### What to produce
Copy the listing from the line containing "For the benchmark, indicate the yellow flag" through the line containing "point(336, 196)", both included, and keep the request lines and their sample points unchanged. Multiply each coordinate in the answer points by 2.55, rounding to the nearest whole number with halves rounded up.

===== Materials provided =====

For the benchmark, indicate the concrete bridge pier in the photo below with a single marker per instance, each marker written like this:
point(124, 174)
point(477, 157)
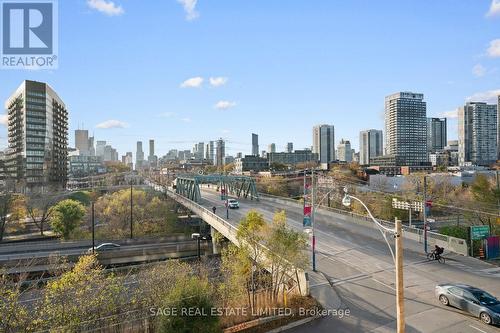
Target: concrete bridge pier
point(215, 244)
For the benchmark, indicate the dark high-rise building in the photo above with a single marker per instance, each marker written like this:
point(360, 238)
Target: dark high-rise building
point(38, 138)
point(152, 158)
point(255, 144)
point(370, 145)
point(436, 134)
point(151, 148)
point(406, 128)
point(220, 153)
point(139, 156)
point(82, 141)
point(477, 133)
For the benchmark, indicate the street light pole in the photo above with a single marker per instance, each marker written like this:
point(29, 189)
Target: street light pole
point(313, 188)
point(425, 214)
point(131, 213)
point(93, 229)
point(397, 259)
point(400, 304)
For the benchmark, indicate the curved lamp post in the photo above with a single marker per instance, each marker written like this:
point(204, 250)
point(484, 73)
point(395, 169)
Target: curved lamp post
point(397, 259)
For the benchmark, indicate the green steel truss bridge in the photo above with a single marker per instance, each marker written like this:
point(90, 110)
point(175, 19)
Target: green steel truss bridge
point(189, 185)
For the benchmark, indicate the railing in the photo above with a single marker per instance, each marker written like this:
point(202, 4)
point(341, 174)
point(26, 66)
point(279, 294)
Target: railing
point(230, 233)
point(452, 244)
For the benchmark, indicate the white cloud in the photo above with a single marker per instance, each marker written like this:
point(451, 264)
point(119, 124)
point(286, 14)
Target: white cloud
point(112, 123)
point(167, 114)
point(490, 96)
point(224, 105)
point(449, 114)
point(190, 9)
point(478, 70)
point(218, 81)
point(107, 7)
point(494, 49)
point(494, 8)
point(194, 82)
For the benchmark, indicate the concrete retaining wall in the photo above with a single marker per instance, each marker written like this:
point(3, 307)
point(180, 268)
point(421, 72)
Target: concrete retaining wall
point(452, 244)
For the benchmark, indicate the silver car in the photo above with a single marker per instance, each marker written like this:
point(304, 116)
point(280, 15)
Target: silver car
point(233, 203)
point(471, 299)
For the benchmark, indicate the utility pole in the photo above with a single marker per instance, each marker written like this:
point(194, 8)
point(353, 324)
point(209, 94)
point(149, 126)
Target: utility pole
point(400, 306)
point(93, 229)
point(425, 214)
point(409, 216)
point(498, 190)
point(199, 248)
point(131, 213)
point(313, 188)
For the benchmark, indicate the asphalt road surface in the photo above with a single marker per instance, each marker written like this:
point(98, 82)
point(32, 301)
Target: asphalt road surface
point(359, 267)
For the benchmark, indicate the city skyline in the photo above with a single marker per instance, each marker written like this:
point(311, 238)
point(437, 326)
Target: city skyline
point(204, 98)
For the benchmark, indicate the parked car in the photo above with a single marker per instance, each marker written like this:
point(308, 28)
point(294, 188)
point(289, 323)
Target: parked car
point(105, 247)
point(233, 203)
point(470, 299)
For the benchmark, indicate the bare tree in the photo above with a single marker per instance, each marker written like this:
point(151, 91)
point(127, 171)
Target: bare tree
point(38, 207)
point(5, 203)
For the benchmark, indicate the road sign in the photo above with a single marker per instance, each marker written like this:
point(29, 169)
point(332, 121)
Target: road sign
point(479, 231)
point(306, 223)
point(415, 206)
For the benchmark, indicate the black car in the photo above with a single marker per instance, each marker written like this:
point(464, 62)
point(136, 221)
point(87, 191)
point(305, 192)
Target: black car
point(471, 299)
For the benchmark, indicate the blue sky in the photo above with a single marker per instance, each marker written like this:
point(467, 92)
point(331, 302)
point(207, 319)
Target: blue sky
point(277, 67)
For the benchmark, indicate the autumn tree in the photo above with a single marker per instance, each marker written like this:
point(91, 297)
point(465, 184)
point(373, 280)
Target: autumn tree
point(38, 209)
point(66, 217)
point(5, 205)
point(156, 283)
point(250, 235)
point(273, 185)
point(15, 316)
point(84, 294)
point(194, 293)
point(286, 253)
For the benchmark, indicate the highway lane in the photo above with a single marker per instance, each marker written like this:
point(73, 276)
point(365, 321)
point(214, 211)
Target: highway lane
point(18, 254)
point(357, 262)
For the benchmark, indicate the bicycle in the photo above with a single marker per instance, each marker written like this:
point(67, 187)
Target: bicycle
point(432, 256)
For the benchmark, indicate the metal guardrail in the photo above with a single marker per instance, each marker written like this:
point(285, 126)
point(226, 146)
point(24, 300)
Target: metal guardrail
point(231, 233)
point(454, 244)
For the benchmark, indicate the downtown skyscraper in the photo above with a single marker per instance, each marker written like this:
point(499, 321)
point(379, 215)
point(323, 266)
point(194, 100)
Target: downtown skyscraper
point(406, 128)
point(36, 159)
point(436, 134)
point(255, 144)
point(370, 145)
point(139, 156)
point(324, 142)
point(220, 153)
point(477, 133)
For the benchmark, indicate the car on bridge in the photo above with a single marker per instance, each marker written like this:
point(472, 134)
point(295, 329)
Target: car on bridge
point(233, 203)
point(105, 247)
point(470, 299)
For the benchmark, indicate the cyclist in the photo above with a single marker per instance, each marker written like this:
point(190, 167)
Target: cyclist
point(438, 251)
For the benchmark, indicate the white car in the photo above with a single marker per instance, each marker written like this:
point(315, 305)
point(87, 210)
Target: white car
point(105, 247)
point(233, 203)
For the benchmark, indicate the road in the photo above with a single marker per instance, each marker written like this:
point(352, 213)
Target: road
point(358, 264)
point(12, 253)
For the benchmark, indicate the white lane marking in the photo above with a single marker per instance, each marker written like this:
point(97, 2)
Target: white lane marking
point(384, 284)
point(319, 284)
point(480, 330)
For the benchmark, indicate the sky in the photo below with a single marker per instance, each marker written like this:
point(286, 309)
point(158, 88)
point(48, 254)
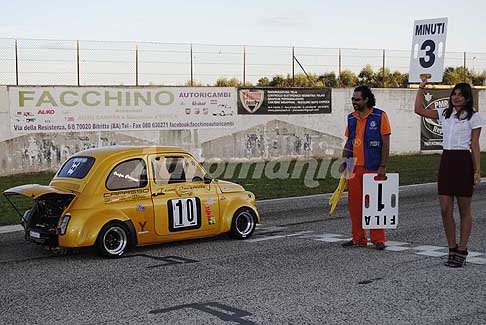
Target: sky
point(331, 24)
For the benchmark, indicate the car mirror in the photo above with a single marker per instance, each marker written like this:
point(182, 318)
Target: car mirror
point(207, 179)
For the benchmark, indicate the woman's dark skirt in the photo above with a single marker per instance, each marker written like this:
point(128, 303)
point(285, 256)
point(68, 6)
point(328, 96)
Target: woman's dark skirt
point(456, 173)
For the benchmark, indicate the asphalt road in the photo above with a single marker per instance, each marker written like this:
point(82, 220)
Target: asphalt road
point(292, 271)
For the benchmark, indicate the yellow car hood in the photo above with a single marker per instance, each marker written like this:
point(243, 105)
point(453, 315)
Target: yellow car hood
point(35, 190)
point(227, 187)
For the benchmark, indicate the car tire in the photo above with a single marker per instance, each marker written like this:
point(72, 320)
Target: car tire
point(113, 240)
point(243, 224)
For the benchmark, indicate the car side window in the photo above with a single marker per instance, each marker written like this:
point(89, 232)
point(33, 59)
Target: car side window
point(128, 174)
point(175, 169)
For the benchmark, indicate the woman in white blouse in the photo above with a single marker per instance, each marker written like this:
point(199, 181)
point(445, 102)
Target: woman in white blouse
point(459, 165)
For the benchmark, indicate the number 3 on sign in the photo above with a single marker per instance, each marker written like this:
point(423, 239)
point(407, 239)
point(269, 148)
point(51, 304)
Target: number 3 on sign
point(428, 48)
point(184, 214)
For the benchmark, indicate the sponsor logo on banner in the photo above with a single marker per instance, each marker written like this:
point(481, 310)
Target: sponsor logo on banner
point(91, 109)
point(284, 101)
point(252, 100)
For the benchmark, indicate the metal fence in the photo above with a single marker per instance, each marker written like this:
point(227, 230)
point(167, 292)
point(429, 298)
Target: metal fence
point(70, 62)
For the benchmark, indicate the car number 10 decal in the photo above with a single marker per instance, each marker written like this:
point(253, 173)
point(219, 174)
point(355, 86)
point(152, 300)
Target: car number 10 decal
point(184, 214)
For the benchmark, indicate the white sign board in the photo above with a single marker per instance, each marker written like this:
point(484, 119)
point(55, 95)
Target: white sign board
point(85, 109)
point(428, 49)
point(380, 202)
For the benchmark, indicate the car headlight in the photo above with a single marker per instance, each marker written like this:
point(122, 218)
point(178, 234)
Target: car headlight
point(62, 227)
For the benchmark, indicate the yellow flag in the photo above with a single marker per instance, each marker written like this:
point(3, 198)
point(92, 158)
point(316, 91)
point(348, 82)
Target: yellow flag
point(336, 196)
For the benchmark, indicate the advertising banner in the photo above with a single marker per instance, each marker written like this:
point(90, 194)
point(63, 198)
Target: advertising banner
point(430, 129)
point(76, 109)
point(284, 101)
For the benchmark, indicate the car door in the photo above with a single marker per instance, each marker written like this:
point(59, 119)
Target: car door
point(184, 206)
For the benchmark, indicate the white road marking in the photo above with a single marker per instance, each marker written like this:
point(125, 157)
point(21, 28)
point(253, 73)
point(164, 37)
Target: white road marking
point(392, 246)
point(300, 233)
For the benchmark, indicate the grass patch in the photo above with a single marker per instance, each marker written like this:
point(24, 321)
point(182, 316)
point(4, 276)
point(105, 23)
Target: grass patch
point(278, 179)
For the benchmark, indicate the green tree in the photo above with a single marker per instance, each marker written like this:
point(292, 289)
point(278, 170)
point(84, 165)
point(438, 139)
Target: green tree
point(223, 82)
point(263, 82)
point(328, 79)
point(456, 75)
point(347, 79)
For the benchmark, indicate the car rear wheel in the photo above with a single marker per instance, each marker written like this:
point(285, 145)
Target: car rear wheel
point(243, 224)
point(112, 240)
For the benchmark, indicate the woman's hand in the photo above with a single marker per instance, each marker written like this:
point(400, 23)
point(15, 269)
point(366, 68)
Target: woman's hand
point(423, 83)
point(477, 178)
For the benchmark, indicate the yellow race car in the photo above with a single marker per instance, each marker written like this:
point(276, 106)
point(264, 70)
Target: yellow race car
point(116, 197)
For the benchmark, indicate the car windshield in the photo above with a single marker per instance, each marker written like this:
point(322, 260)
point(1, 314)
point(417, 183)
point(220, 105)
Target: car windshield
point(76, 167)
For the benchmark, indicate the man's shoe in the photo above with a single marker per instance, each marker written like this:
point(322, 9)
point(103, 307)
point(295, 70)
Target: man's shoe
point(351, 244)
point(380, 246)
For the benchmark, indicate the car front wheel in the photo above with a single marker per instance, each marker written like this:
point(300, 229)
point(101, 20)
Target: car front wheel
point(243, 224)
point(112, 240)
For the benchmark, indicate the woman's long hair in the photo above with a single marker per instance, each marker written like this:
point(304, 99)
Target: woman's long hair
point(466, 92)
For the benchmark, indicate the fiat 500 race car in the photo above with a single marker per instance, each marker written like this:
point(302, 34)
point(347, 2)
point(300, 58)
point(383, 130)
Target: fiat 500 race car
point(116, 197)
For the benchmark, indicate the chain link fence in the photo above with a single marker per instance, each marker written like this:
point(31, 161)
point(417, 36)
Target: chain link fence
point(69, 62)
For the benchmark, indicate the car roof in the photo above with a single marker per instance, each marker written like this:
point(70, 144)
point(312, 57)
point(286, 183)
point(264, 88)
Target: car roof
point(110, 151)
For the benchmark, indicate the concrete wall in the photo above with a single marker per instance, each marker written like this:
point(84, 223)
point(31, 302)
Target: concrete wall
point(253, 137)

=====

### Reply to the task
For the benchmark, indicate the yellow flag in the photo above with a single marker per instance, each marker written like this:
point(3, 198)
point(92, 158)
point(316, 91)
point(348, 82)
Target: yellow flag
point(857, 500)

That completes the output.